#### Problem 1
Duplicate the text on the Laboratory of Nanomaterials Based-Devices from "NANOMATERIAL-BASED DEVICES" to "electronic skin applications.".
#### Problem 2
Decide whether each statement below agrees with the text on the Laboratory of Nanomaterials Based-Devices, answering yes or no and quoting the deciding words: (a) LNBD research draws on machine learning. (b) The lab's testing is limited to laboratory settings and does not include clinical environments. (c) Silicon nanowires are among the nanomaterials the LNBD employs.

#### Document text
---------------

Skip to main content

The Laboratory of Nanomaterials Based-Devices

Laboratory of Nanomaterials Based-Devices

Highly multi-disciplinary in nature, LNBD research combines knowledge from diverse fields, among them microelectronics, nanotechnology, microfluidics, machine learning, biochemistry, medicine and genetics. Borrowing from these different disciplines, the laboratory develops novel solid-state and flexible devices/sensors, as well as electronic sensory nanoarrays for application in various areas.

Healthcare diagnosis, consumer electronics, robotics, sports and fitness, environmental monitoring and other fields all stand to benefit from work at the LNBD. The lab’s comprehensive approach comprises materials and device development, system integration, testing in lab and clinical/technological environments, practical application (disease diagnosis), widespread screening of high-risk factors and exploitation of project results/hardware.

NANOMATERIAL-BASED DEVICES

The LNBD develops and employs different nanomaterials, such as metal nanoparticles, poly aromatic hydrocarbons, silicon nanowires and carbon nanotubes, in a variety of electronic devices. Control over the size, shape, structure and morphology of such nanospecies enables the design of complex sensing functions that can address practical requirements from sensing platforms. In addition, both fabrication using bottom-up wet chemistry approaches, and the utilization of organic material coatings are simple. This enables the use of nanomaterials for different applications. The LNBD focuses on the following applications:

Nanomaterial-based sensors: R&D for use in artificially intelligent nanoarray and electronic skin applications.

---------------

Stored data entries
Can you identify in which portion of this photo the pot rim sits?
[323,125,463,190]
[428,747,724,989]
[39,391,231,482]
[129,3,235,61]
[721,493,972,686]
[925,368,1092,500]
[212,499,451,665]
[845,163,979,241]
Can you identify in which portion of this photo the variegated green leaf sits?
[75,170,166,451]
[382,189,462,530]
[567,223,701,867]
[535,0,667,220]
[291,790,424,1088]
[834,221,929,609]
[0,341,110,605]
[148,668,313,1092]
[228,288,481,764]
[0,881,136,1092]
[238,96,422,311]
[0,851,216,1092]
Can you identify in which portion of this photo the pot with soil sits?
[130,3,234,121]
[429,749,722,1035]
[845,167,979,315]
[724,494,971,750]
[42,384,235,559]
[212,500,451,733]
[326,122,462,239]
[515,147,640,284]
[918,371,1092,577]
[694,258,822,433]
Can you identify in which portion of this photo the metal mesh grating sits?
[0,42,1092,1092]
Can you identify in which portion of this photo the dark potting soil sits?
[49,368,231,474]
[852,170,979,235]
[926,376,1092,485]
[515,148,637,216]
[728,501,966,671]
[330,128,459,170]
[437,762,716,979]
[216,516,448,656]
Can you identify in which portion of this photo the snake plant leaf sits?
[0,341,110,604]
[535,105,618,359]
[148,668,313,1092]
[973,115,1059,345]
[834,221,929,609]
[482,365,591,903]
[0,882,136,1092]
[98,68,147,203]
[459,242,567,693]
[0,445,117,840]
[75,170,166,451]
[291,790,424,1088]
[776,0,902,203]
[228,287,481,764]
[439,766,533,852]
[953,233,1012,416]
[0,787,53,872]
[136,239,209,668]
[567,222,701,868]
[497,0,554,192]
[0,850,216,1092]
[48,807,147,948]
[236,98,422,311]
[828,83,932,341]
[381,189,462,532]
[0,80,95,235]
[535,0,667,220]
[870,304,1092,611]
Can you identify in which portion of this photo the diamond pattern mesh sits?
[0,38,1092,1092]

---------------

#### Exercise solution 1
NANOMATERIAL-BASED DEVICES

The LNBD develops and employs different nanomaterials, such as metal nanoparticles, poly aromatic hydrocarbons, silicon nanowires and carbon nanotubes, in a variety of electronic devices. Control over the size, shape, structure and morphology of such nanospecies enables the design of complex sensing functions that can address practical requirements from sensing platforms. In addition, both fabrication using bottom-up wet chemistry approaches, and the utilization of organic material coatings are simple. This enables the use of nanomaterials for different applications. The LNBD focuses on the following applications:

Nanomaterial-based sensors: R&D for use in artificially intelligent nanoarray and electronic skin applications.

#### Exercise solution 2
(a) Yes: "among them microelectronics, nanotechnology, microfluidics, machine learning, biochemistry, medicine and genetics"
(b) No: "testing in lab and clinical/technological environments"
(c) Yes: "such as metal nanoparticles, poly aromatic hydrocarbons, silicon nanowires and carbon nanotubes"